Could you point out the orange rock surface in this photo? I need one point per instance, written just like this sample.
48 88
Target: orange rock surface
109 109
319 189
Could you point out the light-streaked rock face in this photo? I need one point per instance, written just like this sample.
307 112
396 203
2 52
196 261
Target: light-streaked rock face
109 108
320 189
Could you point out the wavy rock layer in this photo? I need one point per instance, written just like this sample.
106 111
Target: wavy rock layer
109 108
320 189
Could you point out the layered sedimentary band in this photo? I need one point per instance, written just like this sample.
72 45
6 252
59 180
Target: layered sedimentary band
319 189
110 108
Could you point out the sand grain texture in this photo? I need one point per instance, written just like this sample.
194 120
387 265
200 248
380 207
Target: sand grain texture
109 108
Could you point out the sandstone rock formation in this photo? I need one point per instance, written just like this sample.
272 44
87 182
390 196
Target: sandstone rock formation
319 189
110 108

Your goal
Reproduce the lines of the entries above exactly, but only from the line containing "Could you point out the wavy" through the final line.

Exercise solution
Could you point out the wavy rock layer in this photo? I need one point per instance, written just like this sample.
106 111
Target: wavy rock layer
109 108
320 189
Could you point out the layered sedimentary band in this photo? I need one point per instance, written just like this sample.
72 45
6 252
59 180
Target: layered sedimentary band
319 189
110 108
Could you point out the sand grain texture in this photo? I need one point per instance, written just like this sample.
194 120
387 265
200 248
380 207
Target: sand grain texture
109 108
Could you point out the sandstone rock formation in this photo? I need one point per instance, written just like this sample.
272 44
87 182
390 196
Target: sandstone rock formation
319 189
110 108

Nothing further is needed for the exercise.